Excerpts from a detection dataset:
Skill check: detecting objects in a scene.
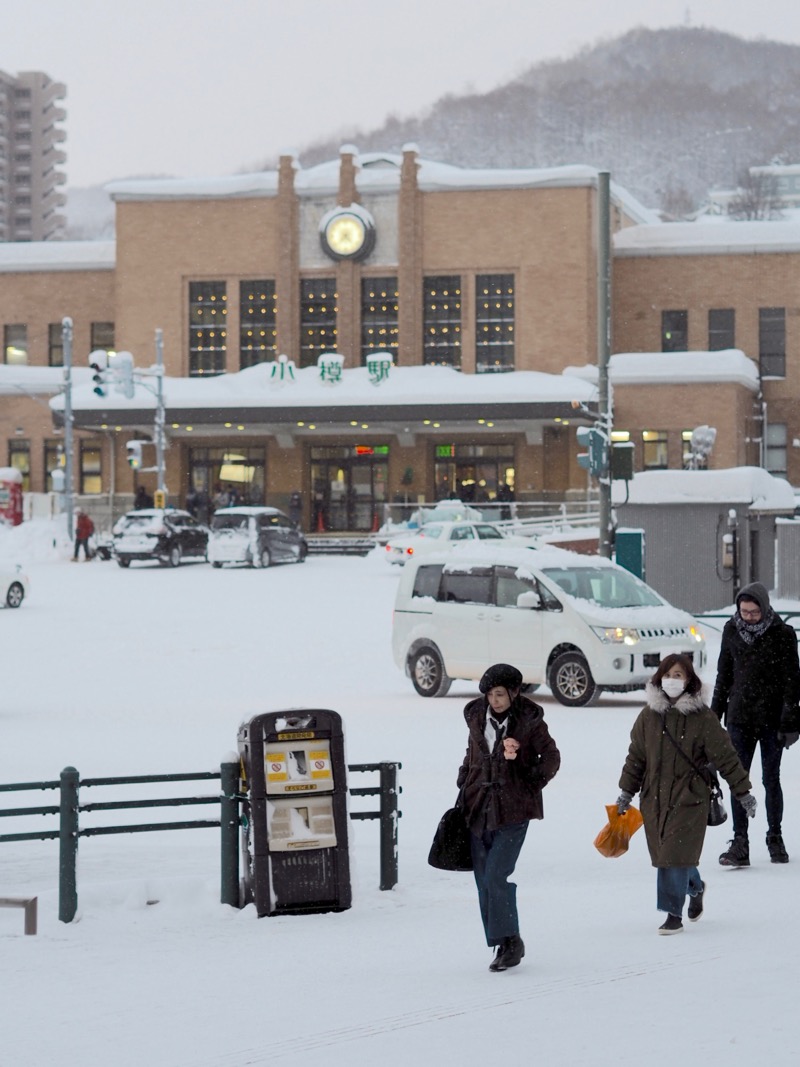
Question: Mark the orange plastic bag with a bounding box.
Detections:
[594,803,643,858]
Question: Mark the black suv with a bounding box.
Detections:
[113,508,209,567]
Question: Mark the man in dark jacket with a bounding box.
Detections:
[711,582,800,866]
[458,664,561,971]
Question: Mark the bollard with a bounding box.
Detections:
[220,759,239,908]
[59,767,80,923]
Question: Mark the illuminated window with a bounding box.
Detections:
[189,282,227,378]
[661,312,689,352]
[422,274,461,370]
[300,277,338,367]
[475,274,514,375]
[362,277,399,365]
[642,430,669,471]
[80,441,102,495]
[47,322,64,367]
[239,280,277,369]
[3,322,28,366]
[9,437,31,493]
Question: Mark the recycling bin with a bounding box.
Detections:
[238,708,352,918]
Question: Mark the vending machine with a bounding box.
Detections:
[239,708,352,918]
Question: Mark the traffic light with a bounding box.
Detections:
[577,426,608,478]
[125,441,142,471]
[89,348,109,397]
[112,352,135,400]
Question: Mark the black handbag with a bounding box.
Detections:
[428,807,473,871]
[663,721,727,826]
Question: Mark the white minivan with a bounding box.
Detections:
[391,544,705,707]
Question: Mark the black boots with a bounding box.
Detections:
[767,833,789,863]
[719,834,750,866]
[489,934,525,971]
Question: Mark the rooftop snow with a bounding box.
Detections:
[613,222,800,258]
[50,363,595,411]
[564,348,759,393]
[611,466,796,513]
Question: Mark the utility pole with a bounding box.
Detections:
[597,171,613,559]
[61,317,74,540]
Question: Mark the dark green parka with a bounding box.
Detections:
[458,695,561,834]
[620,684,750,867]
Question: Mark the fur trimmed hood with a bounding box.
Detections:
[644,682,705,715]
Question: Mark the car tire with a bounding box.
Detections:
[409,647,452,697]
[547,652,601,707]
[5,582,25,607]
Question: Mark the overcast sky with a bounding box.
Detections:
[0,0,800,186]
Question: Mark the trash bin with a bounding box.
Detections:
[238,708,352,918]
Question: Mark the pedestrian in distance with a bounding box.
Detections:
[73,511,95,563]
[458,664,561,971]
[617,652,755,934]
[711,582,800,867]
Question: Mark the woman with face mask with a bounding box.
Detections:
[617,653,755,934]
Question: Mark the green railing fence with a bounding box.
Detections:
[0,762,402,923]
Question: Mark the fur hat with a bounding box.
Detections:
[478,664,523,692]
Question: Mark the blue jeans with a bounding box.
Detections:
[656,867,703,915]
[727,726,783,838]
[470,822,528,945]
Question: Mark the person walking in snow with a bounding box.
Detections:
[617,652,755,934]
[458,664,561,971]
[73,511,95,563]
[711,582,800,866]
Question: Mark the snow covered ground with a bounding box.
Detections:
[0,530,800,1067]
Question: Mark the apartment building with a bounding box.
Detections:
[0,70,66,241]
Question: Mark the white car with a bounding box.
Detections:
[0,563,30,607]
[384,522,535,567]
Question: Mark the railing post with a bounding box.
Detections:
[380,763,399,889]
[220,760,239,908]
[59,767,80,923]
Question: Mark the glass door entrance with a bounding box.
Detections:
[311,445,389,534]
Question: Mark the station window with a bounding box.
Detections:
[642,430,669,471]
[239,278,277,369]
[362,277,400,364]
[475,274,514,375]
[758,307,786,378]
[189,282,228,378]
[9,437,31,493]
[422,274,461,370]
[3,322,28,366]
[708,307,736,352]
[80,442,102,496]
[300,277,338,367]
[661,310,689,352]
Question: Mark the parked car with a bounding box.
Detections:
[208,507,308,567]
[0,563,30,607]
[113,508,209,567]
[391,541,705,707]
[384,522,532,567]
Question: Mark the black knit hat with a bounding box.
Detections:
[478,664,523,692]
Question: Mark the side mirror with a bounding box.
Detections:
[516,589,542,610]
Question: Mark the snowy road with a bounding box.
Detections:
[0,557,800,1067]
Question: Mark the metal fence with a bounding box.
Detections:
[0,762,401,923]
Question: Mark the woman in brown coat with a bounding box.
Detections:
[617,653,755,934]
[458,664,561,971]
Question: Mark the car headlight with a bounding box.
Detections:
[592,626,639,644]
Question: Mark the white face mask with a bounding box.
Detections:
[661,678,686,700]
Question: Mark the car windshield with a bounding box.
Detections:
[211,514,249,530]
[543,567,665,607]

REQUIRED WORK
All of the records above must be copied exactly, except for the pictures.

SOLVED PROBLEM
Skill check: detecting objects in a scene.
Question: Mark the orange plastic bag with a bounding box.
Detections:
[594,803,643,858]
Question: Mark the black suv with a bounding box.
Detections:
[113,508,209,567]
Question: Mark the man in dark jacket with a bounding box.
Detections:
[711,582,800,866]
[458,664,561,971]
Question: Mark the bollard with a bounding box.
Detections:
[220,759,239,908]
[59,767,80,923]
Question: Mark the illuminated window with a bounding box.
Detections:
[189,282,227,378]
[661,312,689,352]
[422,274,461,370]
[300,277,338,367]
[475,274,514,375]
[362,277,399,365]
[642,430,669,471]
[80,441,102,495]
[47,322,64,367]
[239,280,277,369]
[3,322,28,366]
[9,437,31,493]
Question: Mark the recycling bin with a bounding box.
Detections:
[238,708,352,918]
Question: Mark the vending machine with a bounding box.
Detections:
[239,708,352,918]
Question: Mark the traffic light with a bounding box.
Detections:
[577,426,608,478]
[125,441,142,471]
[89,348,109,397]
[112,352,135,400]
Question: Mark the black handbag with a bounding box.
Detections:
[428,807,473,871]
[663,721,727,826]
Question: Mark the white minivan with a bounding box.
Detections:
[391,544,705,707]
Question: Mark the black boots with a bounding box.
Detections:
[767,833,789,863]
[719,834,750,866]
[489,934,525,971]
Question: Mark the rooftop snow with a bounding box.
Detections:
[613,222,800,258]
[50,363,595,411]
[564,348,759,393]
[611,466,796,513]
Question: Mark the utility pole with a bounding box.
Detections:
[597,171,613,559]
[61,317,74,540]
Question: Mark the dark green parka with a bounding box.
Detections:
[458,695,561,834]
[620,684,750,867]
Question: Mark the fur trimmed hood with a bounding box.
Detections:
[644,682,705,715]
Question: Mark the car tire with a bounding box.
Detections:
[409,647,452,697]
[547,652,601,707]
[5,582,25,607]
Question: Mark the overcast sky with a bounding box.
Detections:
[0,0,800,186]
Question: Mark the trash bin with a bounding box.
Detections:
[238,708,352,918]
Question: Mark the pedestrian in distance with a bounding box.
Detections:
[73,511,95,563]
[458,664,561,971]
[617,652,755,934]
[711,582,800,867]
Question: Mark the woman with face mask with a bounding box.
Detections:
[617,653,755,934]
Question: Mark the green railing fence with a bounding box.
Detections:
[0,762,402,923]
Question: Mark the fur hat with a bounding box.
Detections:
[478,664,523,692]
Question: Mark the blue jeans with a bounding box.
Detections:
[656,867,703,915]
[727,726,783,838]
[470,822,528,945]
Question: Mark the person walking in snow with a bounding box.
Detections:
[617,652,755,934]
[458,664,561,971]
[73,511,95,563]
[711,582,800,866]
Question: Mark the snow covered ground with a bounding box.
Detections:
[0,530,800,1067]
Question: Mark the apartment building with a bounding box.
Detections:
[0,70,66,241]
Question: Mark the white car with a bounding box.
Detections:
[0,563,30,607]
[384,522,535,567]
Question: Mark the railing post with a bounding box.
Detections:
[380,763,399,889]
[220,760,239,908]
[59,767,80,923]
Question: Mark the glass door entrance with a bounding box.
Detections:
[311,445,389,534]
Question: Mark the station window with a bounding box.
Detections:
[642,430,669,471]
[239,278,277,369]
[362,277,400,364]
[475,274,514,375]
[758,307,786,378]
[189,282,228,378]
[9,437,31,493]
[422,274,461,370]
[3,322,28,366]
[708,307,736,352]
[80,442,102,496]
[300,277,338,367]
[661,310,689,352]
Question: Mark the parked car with a bounding box.
Detections:
[208,507,308,567]
[0,563,30,607]
[113,508,209,567]
[391,541,705,707]
[384,522,532,567]
Question: Mark the black knit hat with a bounding box.
Detections:
[478,664,523,692]
Question: Mark the side mirror with a bounding box.
Detections:
[516,589,542,610]
Question: Mark the snowy road with a bounding box.
Detections:
[0,557,800,1067]
Question: Mark the metal fence with a bounding box.
Detections:
[0,762,401,923]
Question: Mark the woman in brown coat with a bounding box.
Detections:
[617,653,755,934]
[458,664,561,971]
Question: Mark the car headlight with a bounding box.
Detections:
[592,626,639,644]
Question: Mark the white face mask with a bounding box.
Detections:
[661,678,686,700]
Question: Mark the car windshield with a bounding box.
Detections:
[211,514,249,530]
[543,567,665,607]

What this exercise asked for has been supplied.